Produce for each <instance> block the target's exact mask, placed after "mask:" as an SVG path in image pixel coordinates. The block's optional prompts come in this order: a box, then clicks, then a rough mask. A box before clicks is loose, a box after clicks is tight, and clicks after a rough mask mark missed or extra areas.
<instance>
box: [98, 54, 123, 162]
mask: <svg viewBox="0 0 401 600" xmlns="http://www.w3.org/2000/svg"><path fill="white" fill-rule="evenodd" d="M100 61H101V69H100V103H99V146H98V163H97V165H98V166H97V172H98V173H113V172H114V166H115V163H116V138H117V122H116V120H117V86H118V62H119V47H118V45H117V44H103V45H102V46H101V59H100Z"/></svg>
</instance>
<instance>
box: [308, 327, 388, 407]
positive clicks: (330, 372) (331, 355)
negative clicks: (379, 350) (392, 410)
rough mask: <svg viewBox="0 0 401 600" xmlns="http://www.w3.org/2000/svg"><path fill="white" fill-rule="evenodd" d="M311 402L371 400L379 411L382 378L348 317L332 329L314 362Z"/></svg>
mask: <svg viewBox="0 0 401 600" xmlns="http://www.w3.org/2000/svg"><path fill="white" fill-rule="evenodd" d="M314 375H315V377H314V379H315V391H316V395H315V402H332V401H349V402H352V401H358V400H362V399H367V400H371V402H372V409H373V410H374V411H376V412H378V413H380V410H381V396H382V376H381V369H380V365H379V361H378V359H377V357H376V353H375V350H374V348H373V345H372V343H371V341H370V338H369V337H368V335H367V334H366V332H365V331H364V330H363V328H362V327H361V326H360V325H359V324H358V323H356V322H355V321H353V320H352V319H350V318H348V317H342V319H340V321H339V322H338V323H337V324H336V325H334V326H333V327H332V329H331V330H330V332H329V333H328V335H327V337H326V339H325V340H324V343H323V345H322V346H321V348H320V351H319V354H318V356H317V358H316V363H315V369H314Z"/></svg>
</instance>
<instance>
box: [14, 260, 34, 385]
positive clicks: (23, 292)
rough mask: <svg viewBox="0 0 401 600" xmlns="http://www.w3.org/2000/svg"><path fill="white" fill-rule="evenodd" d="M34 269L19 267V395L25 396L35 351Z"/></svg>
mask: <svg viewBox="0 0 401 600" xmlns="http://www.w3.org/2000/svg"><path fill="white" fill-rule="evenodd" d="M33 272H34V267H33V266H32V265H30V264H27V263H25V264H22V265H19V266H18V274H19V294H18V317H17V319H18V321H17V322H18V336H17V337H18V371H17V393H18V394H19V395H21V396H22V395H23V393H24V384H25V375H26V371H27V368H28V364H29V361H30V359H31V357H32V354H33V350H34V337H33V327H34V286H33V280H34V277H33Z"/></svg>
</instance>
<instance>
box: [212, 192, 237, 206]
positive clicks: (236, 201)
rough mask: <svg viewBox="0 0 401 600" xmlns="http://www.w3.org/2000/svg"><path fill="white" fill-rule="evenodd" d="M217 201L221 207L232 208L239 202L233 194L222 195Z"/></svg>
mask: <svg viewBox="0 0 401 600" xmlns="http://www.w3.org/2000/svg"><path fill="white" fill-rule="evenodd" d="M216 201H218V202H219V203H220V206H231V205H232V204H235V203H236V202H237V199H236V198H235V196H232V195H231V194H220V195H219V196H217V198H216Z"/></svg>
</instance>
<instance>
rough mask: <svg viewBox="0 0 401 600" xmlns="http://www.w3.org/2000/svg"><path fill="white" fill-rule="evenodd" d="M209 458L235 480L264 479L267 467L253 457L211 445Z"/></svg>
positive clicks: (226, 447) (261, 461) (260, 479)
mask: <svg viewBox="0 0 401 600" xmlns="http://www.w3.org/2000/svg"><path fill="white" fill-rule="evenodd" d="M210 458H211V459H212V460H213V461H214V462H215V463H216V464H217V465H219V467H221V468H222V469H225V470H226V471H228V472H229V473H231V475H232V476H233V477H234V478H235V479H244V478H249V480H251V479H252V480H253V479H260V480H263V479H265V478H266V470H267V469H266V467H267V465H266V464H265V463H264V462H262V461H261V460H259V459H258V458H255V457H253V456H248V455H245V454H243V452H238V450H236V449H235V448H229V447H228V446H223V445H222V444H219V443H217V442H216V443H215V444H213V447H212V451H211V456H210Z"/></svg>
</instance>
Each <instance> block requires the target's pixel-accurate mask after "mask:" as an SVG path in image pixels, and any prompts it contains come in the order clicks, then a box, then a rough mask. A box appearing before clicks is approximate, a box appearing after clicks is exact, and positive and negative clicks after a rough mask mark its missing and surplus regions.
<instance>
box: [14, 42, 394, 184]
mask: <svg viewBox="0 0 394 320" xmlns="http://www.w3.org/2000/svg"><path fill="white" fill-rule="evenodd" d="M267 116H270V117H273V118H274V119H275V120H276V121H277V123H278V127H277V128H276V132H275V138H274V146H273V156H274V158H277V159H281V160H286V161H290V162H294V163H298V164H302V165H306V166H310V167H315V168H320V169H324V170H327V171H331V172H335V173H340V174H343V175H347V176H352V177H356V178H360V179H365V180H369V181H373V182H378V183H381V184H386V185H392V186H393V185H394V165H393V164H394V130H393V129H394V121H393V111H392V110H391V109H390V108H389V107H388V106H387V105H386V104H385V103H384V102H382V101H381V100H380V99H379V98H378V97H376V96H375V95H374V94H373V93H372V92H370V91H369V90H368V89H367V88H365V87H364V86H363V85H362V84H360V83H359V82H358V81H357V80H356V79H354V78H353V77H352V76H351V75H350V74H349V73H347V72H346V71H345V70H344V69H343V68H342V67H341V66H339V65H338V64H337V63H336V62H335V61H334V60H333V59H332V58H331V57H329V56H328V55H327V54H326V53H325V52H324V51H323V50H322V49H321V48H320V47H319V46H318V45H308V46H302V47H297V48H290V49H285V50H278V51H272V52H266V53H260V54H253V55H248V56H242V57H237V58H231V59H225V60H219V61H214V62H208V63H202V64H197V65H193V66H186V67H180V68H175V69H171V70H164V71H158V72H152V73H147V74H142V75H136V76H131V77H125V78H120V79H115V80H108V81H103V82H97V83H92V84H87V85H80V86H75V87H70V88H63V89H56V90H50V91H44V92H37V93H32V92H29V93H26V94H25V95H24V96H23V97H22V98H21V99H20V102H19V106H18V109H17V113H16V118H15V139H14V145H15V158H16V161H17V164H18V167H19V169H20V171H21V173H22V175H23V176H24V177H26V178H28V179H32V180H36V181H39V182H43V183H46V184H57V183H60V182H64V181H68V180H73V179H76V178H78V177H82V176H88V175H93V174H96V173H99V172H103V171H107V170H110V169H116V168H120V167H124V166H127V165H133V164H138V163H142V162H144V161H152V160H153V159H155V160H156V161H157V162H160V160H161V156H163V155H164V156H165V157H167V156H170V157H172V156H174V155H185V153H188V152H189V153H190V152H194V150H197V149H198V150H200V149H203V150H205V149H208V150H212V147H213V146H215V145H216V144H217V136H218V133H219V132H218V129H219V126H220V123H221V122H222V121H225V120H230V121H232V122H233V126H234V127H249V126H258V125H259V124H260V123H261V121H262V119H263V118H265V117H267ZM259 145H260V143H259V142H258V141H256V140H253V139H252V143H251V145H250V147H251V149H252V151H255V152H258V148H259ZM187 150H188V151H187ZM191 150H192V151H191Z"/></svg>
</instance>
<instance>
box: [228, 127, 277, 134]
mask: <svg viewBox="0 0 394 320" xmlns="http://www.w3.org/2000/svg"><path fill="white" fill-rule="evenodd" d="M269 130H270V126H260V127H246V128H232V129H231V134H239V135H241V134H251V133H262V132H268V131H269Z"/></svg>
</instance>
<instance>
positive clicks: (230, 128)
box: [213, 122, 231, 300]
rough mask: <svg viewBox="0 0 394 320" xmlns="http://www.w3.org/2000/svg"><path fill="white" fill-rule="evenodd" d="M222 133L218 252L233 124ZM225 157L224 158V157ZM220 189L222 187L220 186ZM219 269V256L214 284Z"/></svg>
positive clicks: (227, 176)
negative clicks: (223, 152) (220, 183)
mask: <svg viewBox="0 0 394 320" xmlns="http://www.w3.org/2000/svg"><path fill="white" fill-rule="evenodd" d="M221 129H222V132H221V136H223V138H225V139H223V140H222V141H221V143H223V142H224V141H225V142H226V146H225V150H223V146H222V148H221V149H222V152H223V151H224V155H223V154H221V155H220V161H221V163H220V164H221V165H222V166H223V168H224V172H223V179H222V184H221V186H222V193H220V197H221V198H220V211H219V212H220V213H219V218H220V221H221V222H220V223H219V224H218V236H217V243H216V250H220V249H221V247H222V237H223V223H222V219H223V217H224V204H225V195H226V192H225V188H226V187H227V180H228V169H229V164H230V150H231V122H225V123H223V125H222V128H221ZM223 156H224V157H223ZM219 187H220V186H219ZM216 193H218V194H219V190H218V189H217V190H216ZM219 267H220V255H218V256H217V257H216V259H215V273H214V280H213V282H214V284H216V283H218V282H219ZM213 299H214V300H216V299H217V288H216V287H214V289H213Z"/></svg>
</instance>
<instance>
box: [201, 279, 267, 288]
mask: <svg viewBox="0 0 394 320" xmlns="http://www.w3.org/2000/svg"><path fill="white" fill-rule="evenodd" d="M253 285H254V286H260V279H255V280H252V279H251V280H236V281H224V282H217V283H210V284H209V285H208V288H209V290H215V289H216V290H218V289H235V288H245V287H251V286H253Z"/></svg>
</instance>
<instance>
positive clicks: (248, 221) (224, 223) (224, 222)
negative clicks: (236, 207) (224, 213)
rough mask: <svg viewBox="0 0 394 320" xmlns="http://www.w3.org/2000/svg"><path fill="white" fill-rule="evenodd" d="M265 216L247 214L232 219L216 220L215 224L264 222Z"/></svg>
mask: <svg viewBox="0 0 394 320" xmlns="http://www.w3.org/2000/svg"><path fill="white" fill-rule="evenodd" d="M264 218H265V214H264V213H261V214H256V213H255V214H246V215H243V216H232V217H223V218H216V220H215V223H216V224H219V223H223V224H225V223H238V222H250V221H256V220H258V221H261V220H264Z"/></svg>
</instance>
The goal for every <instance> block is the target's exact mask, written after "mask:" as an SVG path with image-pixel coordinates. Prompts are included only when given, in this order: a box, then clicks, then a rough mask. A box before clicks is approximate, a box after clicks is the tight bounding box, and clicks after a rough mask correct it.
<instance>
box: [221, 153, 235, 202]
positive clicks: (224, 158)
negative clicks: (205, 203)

● ● ● ● ● ● ●

** Task **
Reproduce the material from its first line down to and including the line containing "box: [98, 54, 123, 162]", with every character left unchanged.

** Solution below **
Produce for each <instance> block the target's exact mask, placed after "mask:" as an SVG path in image pixel coordinates. The block's optional prompts come in this order: a box, then clicks, then a rough mask. A box before clicks is loose, a box after clicks is tight, and clicks after a rough mask mark missed or extra areas.
<instance>
box: [98, 54, 123, 162]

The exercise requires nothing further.